*** Excerpt to read ***

Katherine Yang, a high school student, signed up thinking she would merely design a few logos and user interfaces. She muses about how that wasn’t the case.

– Pitch an idea to a room of imposing professionals.
– Deliver impassioned speeches about frustrating a singular bee.
– Force the concepts of Nicki Minaj and Twerking onto others.
– Not get booed off stage for making physics jokes.
– Consume such a volume of coffee in so short a time.
– Drive my vision and lead a startup.
– Carry on despite initially being the only one in my team to show up on the pitch morning.
– Utterly lose my shit.
– Pull it off anyway.

These are all things I didn’t think I’d do but ended up doing in 54 hectic hours.

The above list sure as hell isn’t meant to a step-by-step guide to startup success, either.

Even the most renowned ‘syllabus’ for startup success acknowledges that there is no formula for startup success. The only certain methodology is dependent on a single process:

Learning.

‘Learning’, after all, is the thing you embarrassingly admit to your boss after having failed.

As a full time learner, I may have been slightly put off by this concept. Generally, being a student means consistent learning and limited doing, and Startup Weekend was meant to be a chance to get off of my haunches to actually do something.

But this ‘validated learning’ is an integral strain particular to startups – which really are just methodical bouts of testing assumptions, failing, flailing and learning.

*** Information supplied ***

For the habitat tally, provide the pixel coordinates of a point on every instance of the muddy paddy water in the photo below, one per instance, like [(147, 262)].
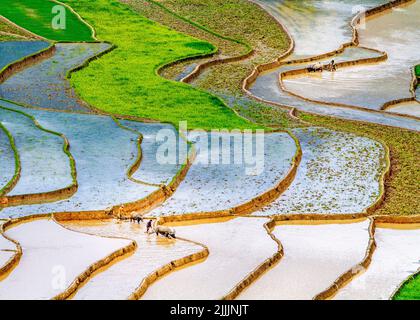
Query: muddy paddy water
[(396, 258), (315, 255), (12, 51), (317, 26), (210, 186), (371, 86), (339, 173), (103, 153), (126, 275), (52, 259), (309, 22), (7, 160), (237, 247), (44, 165), (45, 84)]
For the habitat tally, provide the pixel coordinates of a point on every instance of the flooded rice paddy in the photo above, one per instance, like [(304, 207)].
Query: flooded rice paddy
[(152, 253), (53, 258), (339, 173), (237, 247), (314, 257)]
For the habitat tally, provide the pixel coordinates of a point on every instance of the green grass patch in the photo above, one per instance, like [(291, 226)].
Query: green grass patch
[(240, 20), (410, 290), (125, 81), (37, 17)]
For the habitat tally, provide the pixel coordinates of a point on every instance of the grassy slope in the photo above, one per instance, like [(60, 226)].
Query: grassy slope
[(6, 29), (410, 290), (226, 79), (36, 16), (155, 12), (238, 19), (125, 80)]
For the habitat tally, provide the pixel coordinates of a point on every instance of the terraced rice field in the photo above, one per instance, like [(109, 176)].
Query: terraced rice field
[(314, 257), (336, 169), (152, 253), (226, 266), (373, 85), (212, 186), (45, 166), (44, 85), (396, 258), (54, 257), (117, 183)]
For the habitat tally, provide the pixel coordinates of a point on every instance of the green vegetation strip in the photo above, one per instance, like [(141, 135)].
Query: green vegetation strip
[(410, 289), (125, 82), (16, 174), (38, 16), (11, 33), (199, 26), (237, 19)]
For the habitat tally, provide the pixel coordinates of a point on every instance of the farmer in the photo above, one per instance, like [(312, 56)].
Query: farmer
[(149, 226), (333, 66)]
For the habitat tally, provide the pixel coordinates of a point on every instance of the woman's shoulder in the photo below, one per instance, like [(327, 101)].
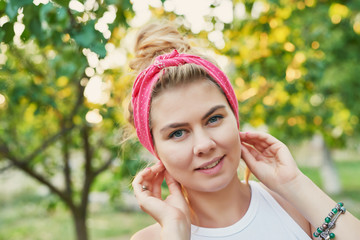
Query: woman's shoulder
[(151, 232), (289, 208)]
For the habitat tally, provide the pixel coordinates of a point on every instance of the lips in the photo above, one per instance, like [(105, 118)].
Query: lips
[(211, 164)]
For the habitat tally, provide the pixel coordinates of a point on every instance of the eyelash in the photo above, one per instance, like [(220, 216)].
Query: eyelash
[(172, 135), (216, 117)]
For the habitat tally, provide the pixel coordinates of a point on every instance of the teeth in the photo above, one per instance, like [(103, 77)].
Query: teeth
[(212, 165)]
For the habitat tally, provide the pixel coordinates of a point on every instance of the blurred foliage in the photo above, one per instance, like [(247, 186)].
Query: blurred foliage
[(293, 66)]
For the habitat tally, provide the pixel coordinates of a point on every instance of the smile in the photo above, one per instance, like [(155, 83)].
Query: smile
[(211, 165)]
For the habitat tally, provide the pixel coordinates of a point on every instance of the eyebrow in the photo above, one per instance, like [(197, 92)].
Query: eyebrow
[(176, 125)]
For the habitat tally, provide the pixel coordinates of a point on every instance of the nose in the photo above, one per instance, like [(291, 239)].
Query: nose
[(203, 143)]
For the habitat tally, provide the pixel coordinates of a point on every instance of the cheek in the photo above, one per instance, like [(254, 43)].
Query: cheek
[(175, 156)]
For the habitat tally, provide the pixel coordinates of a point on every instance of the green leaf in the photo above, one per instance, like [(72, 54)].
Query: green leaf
[(13, 6), (2, 5), (9, 32), (99, 48), (86, 35), (64, 3)]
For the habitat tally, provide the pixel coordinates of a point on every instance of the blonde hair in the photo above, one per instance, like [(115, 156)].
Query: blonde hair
[(157, 39)]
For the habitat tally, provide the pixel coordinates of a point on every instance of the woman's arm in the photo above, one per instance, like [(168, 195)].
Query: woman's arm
[(272, 163), (172, 214)]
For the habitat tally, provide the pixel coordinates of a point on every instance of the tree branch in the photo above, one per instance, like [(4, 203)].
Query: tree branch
[(104, 166), (25, 167), (47, 143), (89, 176), (3, 169), (67, 169)]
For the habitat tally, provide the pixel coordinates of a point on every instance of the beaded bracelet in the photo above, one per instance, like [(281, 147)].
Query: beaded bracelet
[(324, 230)]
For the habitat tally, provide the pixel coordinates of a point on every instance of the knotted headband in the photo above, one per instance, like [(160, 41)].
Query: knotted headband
[(146, 80)]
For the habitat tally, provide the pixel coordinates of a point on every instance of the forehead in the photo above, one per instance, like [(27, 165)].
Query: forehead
[(181, 102)]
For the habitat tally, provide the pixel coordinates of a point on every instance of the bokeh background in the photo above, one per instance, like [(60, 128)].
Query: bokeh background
[(67, 153)]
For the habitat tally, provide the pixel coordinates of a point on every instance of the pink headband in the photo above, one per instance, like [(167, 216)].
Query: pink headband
[(142, 89)]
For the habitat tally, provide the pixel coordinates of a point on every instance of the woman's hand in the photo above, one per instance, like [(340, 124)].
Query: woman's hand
[(172, 213), (268, 159)]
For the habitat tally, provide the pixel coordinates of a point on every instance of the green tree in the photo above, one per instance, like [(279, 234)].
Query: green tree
[(295, 69), (47, 62)]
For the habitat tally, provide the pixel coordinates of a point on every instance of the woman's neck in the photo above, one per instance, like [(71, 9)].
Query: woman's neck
[(222, 208)]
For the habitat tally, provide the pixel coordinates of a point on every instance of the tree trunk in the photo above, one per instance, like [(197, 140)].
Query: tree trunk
[(80, 224), (328, 172)]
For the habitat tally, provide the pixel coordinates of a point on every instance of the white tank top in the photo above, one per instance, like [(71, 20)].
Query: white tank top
[(265, 219)]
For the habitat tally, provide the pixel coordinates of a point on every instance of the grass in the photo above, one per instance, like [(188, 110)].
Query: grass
[(25, 216)]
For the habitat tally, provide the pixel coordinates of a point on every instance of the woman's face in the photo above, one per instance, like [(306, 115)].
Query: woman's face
[(196, 135)]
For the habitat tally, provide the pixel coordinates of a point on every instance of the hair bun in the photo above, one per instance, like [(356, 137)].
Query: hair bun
[(154, 40)]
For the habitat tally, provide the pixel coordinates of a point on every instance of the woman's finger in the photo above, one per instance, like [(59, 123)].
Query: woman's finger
[(157, 184), (259, 137), (174, 186)]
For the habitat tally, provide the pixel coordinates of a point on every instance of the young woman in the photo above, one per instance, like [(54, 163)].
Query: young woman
[(186, 114)]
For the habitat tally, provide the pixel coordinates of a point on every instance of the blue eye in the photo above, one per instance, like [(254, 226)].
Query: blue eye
[(177, 134), (215, 119)]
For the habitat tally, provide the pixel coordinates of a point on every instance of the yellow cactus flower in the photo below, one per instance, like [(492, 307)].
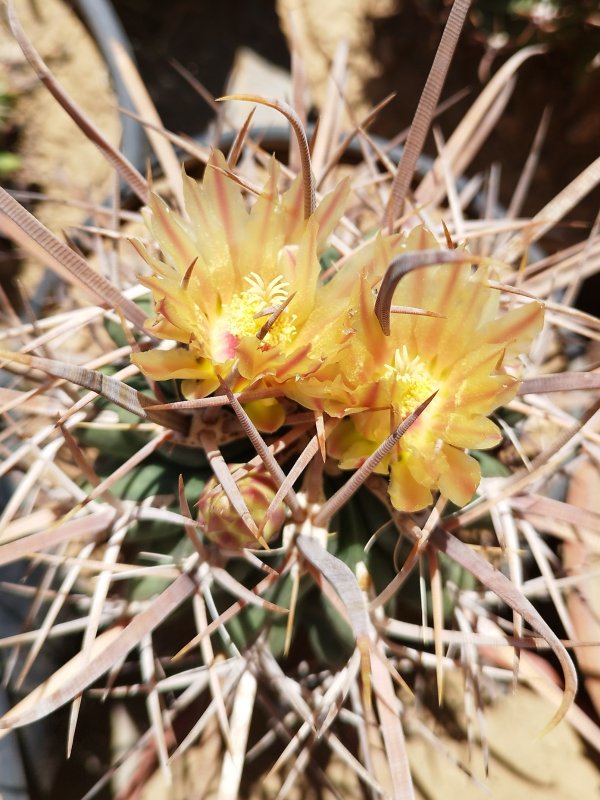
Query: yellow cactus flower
[(463, 353), (223, 524), (225, 271)]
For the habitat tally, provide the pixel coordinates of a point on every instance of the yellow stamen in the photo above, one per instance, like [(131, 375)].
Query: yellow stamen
[(243, 315), (411, 382)]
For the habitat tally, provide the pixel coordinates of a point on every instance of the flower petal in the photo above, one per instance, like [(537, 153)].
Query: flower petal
[(405, 492), (461, 478)]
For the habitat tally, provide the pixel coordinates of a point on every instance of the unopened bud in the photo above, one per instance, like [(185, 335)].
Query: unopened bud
[(225, 527)]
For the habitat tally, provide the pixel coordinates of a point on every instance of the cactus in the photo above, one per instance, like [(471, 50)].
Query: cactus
[(288, 412)]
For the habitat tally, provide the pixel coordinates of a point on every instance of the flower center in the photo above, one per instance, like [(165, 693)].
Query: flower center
[(247, 312), (411, 382)]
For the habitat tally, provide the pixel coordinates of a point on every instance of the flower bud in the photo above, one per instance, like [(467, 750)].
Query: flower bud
[(224, 526)]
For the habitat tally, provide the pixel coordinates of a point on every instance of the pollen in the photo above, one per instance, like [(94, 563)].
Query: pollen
[(411, 382), (247, 312)]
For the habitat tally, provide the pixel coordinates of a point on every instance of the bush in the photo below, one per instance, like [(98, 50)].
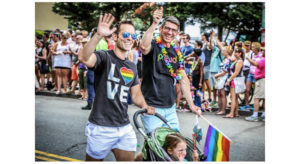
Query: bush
[(39, 34)]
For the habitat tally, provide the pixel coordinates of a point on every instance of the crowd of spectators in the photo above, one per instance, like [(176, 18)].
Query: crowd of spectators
[(212, 66)]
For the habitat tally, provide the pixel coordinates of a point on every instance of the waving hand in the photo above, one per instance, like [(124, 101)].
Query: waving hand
[(104, 25)]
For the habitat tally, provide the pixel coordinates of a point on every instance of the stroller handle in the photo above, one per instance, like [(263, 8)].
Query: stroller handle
[(138, 126)]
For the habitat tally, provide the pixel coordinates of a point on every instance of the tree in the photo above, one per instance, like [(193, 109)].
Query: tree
[(85, 16), (243, 18), (80, 15)]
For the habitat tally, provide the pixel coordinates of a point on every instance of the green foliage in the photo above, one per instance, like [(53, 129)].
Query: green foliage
[(39, 34), (244, 18)]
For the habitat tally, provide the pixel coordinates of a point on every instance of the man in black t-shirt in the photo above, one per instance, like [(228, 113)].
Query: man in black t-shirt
[(108, 128), (162, 67)]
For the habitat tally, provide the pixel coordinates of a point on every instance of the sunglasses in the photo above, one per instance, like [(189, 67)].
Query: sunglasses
[(127, 34)]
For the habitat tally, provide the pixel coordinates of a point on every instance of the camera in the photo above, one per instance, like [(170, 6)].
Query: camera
[(160, 3)]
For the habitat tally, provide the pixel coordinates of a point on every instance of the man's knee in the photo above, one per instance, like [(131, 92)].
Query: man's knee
[(89, 158)]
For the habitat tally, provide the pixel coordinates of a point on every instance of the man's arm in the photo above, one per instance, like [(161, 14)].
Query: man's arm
[(86, 55), (251, 61), (217, 41), (186, 90), (212, 45), (139, 100), (148, 36)]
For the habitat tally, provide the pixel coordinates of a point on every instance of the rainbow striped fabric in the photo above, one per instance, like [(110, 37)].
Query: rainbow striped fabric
[(216, 146)]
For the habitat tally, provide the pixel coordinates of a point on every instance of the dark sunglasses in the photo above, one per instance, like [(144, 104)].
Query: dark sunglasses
[(127, 34)]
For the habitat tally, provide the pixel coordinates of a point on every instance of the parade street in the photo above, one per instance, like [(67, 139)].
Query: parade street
[(60, 131)]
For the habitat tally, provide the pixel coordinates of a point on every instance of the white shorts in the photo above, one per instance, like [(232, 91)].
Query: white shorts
[(212, 79), (102, 139)]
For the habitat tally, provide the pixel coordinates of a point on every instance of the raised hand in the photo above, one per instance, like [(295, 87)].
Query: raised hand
[(104, 25), (196, 110), (157, 15)]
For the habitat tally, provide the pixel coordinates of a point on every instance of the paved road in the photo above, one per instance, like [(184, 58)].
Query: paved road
[(60, 124)]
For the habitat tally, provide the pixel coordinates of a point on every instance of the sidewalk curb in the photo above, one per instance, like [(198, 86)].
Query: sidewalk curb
[(49, 93)]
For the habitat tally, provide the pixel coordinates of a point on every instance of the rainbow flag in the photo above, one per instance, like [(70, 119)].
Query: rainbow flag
[(244, 49), (216, 146), (229, 47)]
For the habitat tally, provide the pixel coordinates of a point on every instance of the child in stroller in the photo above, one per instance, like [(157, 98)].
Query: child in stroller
[(175, 145)]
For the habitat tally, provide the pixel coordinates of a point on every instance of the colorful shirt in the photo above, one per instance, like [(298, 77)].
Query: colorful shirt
[(216, 60), (252, 67), (260, 69)]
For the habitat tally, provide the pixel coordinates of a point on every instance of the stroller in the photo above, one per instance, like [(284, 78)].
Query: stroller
[(152, 149)]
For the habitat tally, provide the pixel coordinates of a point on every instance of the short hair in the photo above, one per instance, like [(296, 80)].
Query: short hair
[(46, 34), (240, 50), (247, 42), (206, 35), (172, 140), (118, 25), (199, 43), (187, 36), (171, 19), (239, 44), (256, 45)]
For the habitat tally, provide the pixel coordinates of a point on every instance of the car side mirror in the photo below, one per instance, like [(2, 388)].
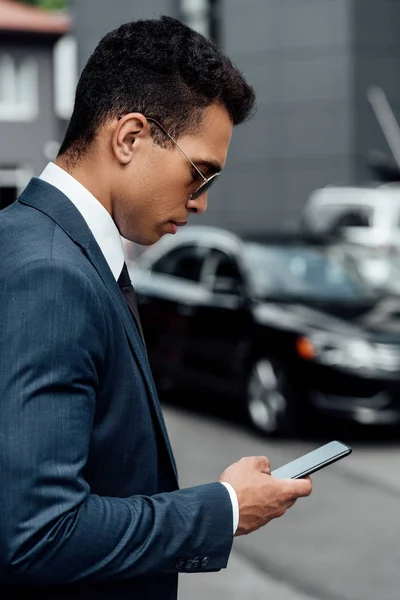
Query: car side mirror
[(227, 285)]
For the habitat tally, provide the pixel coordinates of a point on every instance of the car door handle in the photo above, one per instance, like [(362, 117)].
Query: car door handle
[(186, 310)]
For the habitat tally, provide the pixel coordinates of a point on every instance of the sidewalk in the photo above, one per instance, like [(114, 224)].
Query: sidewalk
[(239, 581)]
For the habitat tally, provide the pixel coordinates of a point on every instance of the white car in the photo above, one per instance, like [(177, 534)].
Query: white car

***

Tasks to complete:
A – Answer these questions about the Startup Weekend excerpt:
(i) What did Katherine Yang think she would merely do when she signed up?
(ii) How many hours did the things on the list take?
(iii) The only certain methodology for startup success depends on what single process?
B – Return every line of the rows that contains the string "grassy".
The rows are unrelated to the text.

Solutions:
A –
(i) Design a few logos and user interfaces.
(ii) 54 hours.
(iii) Learning.

B –
For the habitat tally, provide the pixel coordinates of a point on every instance of the grassy slope in the photo above, one per instance, like [(60, 226)].
Query: grassy slope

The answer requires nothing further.